§ **ASSIGNED TASK A**
Rewrite the passage on gold investing from "In order to" to "liquidity and taxation.", replacing "Wall Street" with "the financial industry".
§ **ASSIGNED TASK B**
According to the passage on gold investing, why are long-term gains on GLD taxed at a maximum rate of 28% rather than the usual 20%? Answer in one to three sentences.

§ **EXTRACT PROVIDED**
==================================================
At times of turbulence in global markets, it is not uncommon for some clients to consider adding gold to their portfolios. Whether that turns out to be a wise decision will be known only in the future.
What we do know, however, is that there are many ways to invest in gold. Choosing carefully can enhance clients’ pretax and post-tax returns.
In order to make it easier for investors to buy gold, Wall Street has created publicly traded investments tied to gold. These vehicles differ in the levels of fees, liquidity and taxation.
The first gold ETF, SPDR Gold Shares (GLD) has a 0.4% expense ratio. GLD was set up as a grantor trust that owns gold — one-tenth of an ounce for each share of GLD.
The grantor trust is ignored for tax purposes, however, and the investor is taxed as if he is holding gold directly. This means that long-term gains on gold are taxed at a maximum rate of 28% instead of the usual 20% for long-term gains (note these tax rates do not include the 3.8% Medicare tax).
Another sponsor, iShares, followed with the iShares Gold Trust (IAU), which has an expense ratio of 0.25% and has the same characteristics. There are also other gold ETFs that are not as actively traded as these first two.
- Read more: Top Tax Issues for 2016
For clients thinking short term (less than one year), exchange-traded options on GLD, IAU or gold itself may offer the best overall deal. There are no management fees on exchange-traded options and the taxation can also be more attractive.
==================================================
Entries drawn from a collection
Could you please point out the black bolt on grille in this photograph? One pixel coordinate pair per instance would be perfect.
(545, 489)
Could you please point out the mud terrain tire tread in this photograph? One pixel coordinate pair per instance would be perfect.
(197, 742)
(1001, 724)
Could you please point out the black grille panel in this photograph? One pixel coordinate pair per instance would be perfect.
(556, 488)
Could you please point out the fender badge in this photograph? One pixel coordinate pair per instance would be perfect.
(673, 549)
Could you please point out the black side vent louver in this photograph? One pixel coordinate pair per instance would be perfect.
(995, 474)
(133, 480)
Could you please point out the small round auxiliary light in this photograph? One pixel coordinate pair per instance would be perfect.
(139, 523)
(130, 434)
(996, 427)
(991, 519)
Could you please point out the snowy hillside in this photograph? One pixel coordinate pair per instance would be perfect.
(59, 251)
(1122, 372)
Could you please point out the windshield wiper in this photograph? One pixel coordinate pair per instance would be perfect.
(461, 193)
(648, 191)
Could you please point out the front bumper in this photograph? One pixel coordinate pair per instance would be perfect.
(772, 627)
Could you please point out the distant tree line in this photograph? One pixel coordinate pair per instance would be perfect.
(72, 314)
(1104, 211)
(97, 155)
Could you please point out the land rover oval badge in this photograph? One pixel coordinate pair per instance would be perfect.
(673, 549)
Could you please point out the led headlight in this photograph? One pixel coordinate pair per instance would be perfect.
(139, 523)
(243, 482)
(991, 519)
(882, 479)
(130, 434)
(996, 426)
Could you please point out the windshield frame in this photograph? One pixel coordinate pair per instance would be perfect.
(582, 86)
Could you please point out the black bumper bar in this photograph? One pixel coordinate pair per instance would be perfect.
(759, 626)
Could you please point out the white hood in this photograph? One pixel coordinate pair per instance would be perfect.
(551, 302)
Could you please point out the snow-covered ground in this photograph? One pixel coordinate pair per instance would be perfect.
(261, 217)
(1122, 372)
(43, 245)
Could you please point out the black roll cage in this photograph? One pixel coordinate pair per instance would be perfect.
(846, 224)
==================================================
§ **TASK OUTPUT A**
In order to make it easier for investors to buy gold, the financial industry has created publicly traded investments tied to gold. These vehicles differ in the levels of fees, liquidity and taxation.

§ **TASK OUTPUT B**
GLD is set up as a grantor trust, and the grantor trust is ignored for tax purposes. The investor is therefore taxed as if holding gold directly, so long-term gains face the 28% maximum rate for gold instead of the usual 20%.